Your objective >>
Transcribe every item below line for line, changing no words, numbers, or punctuation.

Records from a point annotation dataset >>
** Start **
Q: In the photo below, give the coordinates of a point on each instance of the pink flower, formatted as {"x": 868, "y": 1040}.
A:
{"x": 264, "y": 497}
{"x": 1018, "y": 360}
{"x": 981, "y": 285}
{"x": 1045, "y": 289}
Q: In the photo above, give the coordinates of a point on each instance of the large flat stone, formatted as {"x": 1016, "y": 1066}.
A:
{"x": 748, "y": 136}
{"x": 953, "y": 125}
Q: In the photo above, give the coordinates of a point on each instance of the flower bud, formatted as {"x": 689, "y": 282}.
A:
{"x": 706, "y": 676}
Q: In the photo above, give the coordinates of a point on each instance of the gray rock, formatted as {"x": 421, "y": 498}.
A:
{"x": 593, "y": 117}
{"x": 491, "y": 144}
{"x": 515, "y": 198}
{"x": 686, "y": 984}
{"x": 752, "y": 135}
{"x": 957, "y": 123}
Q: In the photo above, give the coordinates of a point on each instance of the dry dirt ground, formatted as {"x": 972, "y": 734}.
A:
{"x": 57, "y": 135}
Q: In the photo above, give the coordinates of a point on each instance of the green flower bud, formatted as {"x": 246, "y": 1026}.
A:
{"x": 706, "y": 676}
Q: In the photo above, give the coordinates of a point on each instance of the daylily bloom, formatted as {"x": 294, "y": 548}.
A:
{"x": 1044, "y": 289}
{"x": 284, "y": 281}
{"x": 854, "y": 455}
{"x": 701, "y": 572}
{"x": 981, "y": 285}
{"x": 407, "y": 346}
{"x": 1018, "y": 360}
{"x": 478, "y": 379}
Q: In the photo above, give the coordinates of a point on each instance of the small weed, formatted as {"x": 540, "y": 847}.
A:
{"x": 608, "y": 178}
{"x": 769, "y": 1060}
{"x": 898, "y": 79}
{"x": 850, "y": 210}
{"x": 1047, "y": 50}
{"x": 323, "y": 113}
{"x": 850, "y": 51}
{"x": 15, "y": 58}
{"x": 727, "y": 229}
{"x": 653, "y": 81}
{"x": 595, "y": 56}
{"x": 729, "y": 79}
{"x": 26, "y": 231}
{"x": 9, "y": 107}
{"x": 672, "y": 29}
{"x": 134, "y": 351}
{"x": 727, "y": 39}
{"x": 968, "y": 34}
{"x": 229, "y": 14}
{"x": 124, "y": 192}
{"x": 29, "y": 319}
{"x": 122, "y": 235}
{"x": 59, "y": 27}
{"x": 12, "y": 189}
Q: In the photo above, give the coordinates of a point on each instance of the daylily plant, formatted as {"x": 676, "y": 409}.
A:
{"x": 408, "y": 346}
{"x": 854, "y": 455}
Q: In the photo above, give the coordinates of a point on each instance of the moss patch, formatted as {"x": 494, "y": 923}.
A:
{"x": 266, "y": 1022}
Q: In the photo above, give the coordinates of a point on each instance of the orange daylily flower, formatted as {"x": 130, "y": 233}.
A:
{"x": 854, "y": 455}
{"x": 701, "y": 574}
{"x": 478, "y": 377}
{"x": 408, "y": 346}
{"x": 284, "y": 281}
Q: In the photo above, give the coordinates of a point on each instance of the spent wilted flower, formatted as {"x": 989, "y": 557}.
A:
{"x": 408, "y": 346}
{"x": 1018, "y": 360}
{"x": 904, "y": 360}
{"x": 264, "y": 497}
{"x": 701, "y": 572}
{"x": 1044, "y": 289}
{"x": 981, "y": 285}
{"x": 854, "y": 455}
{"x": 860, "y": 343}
** End **
Expected answer >>
Q: In the photo below, give the coordinates of a point on each instance of the pink flower, formatted as {"x": 868, "y": 1040}.
A:
{"x": 264, "y": 497}
{"x": 1018, "y": 360}
{"x": 981, "y": 285}
{"x": 1045, "y": 289}
Q: In the photo above, give the coordinates of a point on each instance of the large flat stone, formatted as {"x": 1016, "y": 1066}.
A:
{"x": 748, "y": 136}
{"x": 953, "y": 125}
Q: In the photo above, give the coordinates of a point on each instance of the flower bud, formatted as {"x": 689, "y": 282}.
A:
{"x": 706, "y": 676}
Q: In the photo above, give the coordinates of a point on each instance of the gray rock, formatted as {"x": 421, "y": 498}.
A:
{"x": 593, "y": 117}
{"x": 491, "y": 144}
{"x": 515, "y": 198}
{"x": 686, "y": 984}
{"x": 752, "y": 135}
{"x": 957, "y": 123}
Q: In the photo above, give the coordinates of a point on each instance of the dry dirt ground, formatted as {"x": 972, "y": 734}.
A:
{"x": 57, "y": 135}
Q: In the photo above, give the coordinates of a point on each instance of the green flower bud, formatted as {"x": 246, "y": 1026}.
A:
{"x": 706, "y": 676}
Q: In the photo above, give the coordinates of a point on each instance of the daylily bloom, formatted as {"x": 294, "y": 548}.
A:
{"x": 1044, "y": 289}
{"x": 284, "y": 281}
{"x": 854, "y": 455}
{"x": 701, "y": 572}
{"x": 981, "y": 285}
{"x": 407, "y": 346}
{"x": 1018, "y": 360}
{"x": 478, "y": 379}
Q: In the photo above, give the coordinates of a point on each instance of the small weed, formatted as {"x": 540, "y": 847}.
A:
{"x": 608, "y": 178}
{"x": 769, "y": 1060}
{"x": 898, "y": 79}
{"x": 850, "y": 210}
{"x": 1047, "y": 50}
{"x": 323, "y": 113}
{"x": 850, "y": 51}
{"x": 15, "y": 58}
{"x": 727, "y": 229}
{"x": 653, "y": 81}
{"x": 595, "y": 56}
{"x": 729, "y": 79}
{"x": 26, "y": 231}
{"x": 9, "y": 107}
{"x": 672, "y": 29}
{"x": 134, "y": 351}
{"x": 727, "y": 39}
{"x": 968, "y": 34}
{"x": 229, "y": 14}
{"x": 124, "y": 192}
{"x": 29, "y": 319}
{"x": 122, "y": 235}
{"x": 59, "y": 27}
{"x": 12, "y": 189}
Q: In the photo above, give the coordinates of a point on each instance of the daylily plant, formatted as {"x": 676, "y": 409}.
A:
{"x": 408, "y": 346}
{"x": 854, "y": 455}
Q: In the photo above, give the coordinates of a point on each instance of the moss patch, formatted as {"x": 494, "y": 923}.
A:
{"x": 266, "y": 1022}
Q: In the photo above, give the coordinates of a point on each instance of the orange daylily flower, formatted as {"x": 130, "y": 233}.
A:
{"x": 854, "y": 455}
{"x": 701, "y": 574}
{"x": 478, "y": 377}
{"x": 408, "y": 346}
{"x": 284, "y": 281}
Q: In the photo above, give the coordinates of a point on each instance of the spent wilted flower, formatted as {"x": 989, "y": 557}.
A:
{"x": 408, "y": 346}
{"x": 1018, "y": 360}
{"x": 904, "y": 360}
{"x": 264, "y": 497}
{"x": 701, "y": 572}
{"x": 1044, "y": 289}
{"x": 981, "y": 285}
{"x": 854, "y": 455}
{"x": 860, "y": 343}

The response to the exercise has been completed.